In the data below, take the lines from the one containing "Teacher note: indicate the white" through the one containing "point(269, 142)" and recast them as a JSON list of strings, one string per line, leaving out any blank lines.

═════ Dataset entries ═════

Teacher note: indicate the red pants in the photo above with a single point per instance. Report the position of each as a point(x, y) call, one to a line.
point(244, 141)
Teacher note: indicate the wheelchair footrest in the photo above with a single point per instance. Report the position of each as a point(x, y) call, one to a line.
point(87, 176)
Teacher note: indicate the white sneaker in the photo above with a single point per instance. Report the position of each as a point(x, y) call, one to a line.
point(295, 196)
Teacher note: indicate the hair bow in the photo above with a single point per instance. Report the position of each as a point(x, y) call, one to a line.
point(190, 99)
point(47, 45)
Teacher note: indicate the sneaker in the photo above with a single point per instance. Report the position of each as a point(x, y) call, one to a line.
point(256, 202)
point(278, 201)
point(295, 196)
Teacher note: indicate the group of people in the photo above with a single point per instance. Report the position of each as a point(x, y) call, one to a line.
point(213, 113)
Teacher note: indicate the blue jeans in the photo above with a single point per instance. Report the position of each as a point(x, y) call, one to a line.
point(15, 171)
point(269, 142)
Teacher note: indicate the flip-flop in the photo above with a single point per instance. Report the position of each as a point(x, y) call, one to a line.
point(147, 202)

═════
═════ Dataset entries ═════

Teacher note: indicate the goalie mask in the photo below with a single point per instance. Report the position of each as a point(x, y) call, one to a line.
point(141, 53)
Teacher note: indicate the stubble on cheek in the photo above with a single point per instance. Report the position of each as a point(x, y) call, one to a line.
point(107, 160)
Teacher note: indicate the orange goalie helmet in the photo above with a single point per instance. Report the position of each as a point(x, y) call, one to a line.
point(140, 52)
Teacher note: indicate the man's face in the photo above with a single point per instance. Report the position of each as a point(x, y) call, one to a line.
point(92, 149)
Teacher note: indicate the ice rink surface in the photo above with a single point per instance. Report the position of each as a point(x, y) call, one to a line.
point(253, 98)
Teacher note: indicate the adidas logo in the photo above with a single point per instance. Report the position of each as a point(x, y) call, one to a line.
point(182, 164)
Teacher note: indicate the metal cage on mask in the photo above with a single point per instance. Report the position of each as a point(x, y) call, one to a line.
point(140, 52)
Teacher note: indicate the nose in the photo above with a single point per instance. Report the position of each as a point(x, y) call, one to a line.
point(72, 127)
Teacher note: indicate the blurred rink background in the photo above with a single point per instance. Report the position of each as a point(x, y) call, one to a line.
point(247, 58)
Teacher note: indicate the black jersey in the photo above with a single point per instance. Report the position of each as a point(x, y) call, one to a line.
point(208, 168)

═════

• **The response**:
[
  "Teacher note: indicate the white sneaker in the photo above with a single point per instance. Report the position of each as a point(x, y) call, one to a line.",
  "point(295, 196)",
  "Teacher note: indicate the hair bow in the photo above with a single point per instance. Report the position of each as a point(x, y) call, one to a line.",
  "point(190, 99)",
  "point(47, 45)",
  "Teacher note: indicate the sneaker in the photo above with a single point per instance. Report the position of each as a point(x, y) call, one to a line.",
  "point(256, 202)",
  "point(278, 201)",
  "point(295, 196)",
  "Teacher note: indicate the group of people in the photo above with a single point per instance. Report the position of each as a point(x, y) call, one to a line.",
  "point(213, 113)",
  "Teacher note: indicate the blue jeans in the photo above with a single point per instance. Report the position of each as a point(x, y) call, one to a line.",
  "point(15, 171)",
  "point(269, 142)"
]